§ **PROBLEM STATEMENT**
From the line containing "TASK = identify one point per instance of the light" to the last line of the records below, retype every line exactly and output nothing else.

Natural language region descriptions
▬▬▬▬▬▬▬▬▬▬

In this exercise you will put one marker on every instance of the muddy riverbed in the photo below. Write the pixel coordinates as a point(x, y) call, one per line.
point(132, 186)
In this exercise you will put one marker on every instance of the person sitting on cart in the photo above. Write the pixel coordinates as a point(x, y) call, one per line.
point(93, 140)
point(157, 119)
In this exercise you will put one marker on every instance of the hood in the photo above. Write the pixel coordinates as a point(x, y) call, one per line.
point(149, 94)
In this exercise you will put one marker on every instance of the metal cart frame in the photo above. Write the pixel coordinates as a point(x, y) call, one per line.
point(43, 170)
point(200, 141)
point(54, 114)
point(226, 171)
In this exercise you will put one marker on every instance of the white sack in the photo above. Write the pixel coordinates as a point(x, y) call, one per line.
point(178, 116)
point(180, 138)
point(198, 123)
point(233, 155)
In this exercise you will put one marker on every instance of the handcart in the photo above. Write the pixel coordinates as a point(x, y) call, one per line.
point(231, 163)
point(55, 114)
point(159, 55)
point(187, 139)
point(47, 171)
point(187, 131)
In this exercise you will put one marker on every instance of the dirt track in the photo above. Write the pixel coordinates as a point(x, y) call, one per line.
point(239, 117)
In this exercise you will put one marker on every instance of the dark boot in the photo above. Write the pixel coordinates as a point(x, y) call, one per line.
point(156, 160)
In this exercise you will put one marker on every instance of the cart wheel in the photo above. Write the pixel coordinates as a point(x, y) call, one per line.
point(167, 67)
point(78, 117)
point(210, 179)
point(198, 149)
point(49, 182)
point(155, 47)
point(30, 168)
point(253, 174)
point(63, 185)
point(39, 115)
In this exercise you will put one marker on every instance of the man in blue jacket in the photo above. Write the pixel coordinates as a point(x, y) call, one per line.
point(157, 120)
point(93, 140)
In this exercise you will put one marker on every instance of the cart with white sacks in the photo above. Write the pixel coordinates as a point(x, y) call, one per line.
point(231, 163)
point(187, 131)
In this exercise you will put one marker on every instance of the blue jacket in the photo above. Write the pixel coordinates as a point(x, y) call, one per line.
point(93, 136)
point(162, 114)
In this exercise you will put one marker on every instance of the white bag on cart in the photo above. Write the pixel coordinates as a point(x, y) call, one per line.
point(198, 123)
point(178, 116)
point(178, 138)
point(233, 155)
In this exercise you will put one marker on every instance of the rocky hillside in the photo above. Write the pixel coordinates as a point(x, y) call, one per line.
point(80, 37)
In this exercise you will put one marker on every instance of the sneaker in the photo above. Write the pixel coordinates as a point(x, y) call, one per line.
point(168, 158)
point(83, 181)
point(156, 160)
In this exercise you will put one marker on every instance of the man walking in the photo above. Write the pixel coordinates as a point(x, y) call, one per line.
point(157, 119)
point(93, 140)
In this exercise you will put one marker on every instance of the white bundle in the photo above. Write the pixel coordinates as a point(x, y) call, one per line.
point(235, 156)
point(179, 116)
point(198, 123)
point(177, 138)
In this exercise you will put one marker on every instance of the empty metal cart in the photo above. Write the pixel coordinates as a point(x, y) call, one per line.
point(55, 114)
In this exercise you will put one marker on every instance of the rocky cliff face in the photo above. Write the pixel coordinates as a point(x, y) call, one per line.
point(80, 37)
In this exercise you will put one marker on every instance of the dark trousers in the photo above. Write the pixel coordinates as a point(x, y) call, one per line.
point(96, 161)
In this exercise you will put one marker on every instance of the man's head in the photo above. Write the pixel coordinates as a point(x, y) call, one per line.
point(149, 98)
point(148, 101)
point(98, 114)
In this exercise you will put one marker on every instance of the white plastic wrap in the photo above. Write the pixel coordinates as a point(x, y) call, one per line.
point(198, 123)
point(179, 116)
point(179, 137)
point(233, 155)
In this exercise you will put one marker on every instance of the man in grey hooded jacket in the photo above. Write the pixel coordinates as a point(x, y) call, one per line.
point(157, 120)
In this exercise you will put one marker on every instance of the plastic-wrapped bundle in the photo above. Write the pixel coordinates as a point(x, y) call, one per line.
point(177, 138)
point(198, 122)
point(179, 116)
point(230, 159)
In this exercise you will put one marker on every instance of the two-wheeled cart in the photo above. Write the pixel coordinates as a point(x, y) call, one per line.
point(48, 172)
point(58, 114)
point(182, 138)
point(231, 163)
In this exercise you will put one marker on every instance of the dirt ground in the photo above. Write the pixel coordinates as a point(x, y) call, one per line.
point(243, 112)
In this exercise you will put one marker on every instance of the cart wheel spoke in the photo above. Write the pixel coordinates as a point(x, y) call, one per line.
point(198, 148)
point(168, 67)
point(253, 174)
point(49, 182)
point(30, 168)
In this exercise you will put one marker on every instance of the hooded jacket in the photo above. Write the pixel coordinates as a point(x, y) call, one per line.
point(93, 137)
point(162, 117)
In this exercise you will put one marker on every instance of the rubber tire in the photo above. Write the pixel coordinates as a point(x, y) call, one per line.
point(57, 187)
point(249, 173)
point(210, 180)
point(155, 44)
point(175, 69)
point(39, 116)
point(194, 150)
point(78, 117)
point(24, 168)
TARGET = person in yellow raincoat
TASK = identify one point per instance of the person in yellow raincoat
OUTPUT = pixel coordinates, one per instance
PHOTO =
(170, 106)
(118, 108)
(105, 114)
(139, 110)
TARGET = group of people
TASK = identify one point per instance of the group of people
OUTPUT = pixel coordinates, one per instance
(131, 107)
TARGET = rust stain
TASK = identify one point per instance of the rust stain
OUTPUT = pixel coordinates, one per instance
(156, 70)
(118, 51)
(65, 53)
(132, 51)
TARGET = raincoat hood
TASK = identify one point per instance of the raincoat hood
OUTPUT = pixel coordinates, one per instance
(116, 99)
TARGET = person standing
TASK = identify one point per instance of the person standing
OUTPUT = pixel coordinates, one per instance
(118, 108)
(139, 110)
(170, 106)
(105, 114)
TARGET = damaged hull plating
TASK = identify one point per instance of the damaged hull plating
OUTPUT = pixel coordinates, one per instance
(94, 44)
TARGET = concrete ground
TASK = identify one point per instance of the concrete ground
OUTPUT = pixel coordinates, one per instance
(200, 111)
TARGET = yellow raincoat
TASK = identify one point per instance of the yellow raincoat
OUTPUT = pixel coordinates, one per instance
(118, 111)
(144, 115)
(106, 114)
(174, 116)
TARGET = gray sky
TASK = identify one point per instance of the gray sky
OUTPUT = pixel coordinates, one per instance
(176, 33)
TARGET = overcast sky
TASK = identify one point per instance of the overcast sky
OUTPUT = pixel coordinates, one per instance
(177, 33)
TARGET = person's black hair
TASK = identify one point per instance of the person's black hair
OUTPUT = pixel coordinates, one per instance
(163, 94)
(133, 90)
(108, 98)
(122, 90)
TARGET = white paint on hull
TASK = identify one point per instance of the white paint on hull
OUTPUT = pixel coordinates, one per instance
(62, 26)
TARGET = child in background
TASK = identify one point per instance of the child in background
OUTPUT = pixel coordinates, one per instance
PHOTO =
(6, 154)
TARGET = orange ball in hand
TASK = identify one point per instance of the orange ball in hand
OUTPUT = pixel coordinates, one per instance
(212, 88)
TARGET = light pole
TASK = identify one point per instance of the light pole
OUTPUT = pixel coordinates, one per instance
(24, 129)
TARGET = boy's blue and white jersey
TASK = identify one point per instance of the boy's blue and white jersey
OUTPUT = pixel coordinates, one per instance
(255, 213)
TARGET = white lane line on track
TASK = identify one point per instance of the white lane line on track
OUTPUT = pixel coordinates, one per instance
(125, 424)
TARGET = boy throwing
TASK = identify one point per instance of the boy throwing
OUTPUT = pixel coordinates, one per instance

▬▬▬▬▬▬▬▬▬▬

§ **ANSWER FOR THIS EXERCISE**
TASK = identify one point per instance of the light pole
OUTPUT = pixel coordinates, one per instance
(24, 129)
TARGET = boy's blue and white jersey
TASK = identify one point per instance of the boy's blue and white jersey
OUTPUT = pixel coordinates, one per instance
(255, 213)
TARGET = white lane line on track
TASK = identify one point per instance of the white lane line on track
OUTPUT = pixel coordinates, one per instance
(125, 424)
TARGET = boy throwing
TASK = identify one point per instance of the boy throwing
OUTPUT = pixel coordinates, one per instance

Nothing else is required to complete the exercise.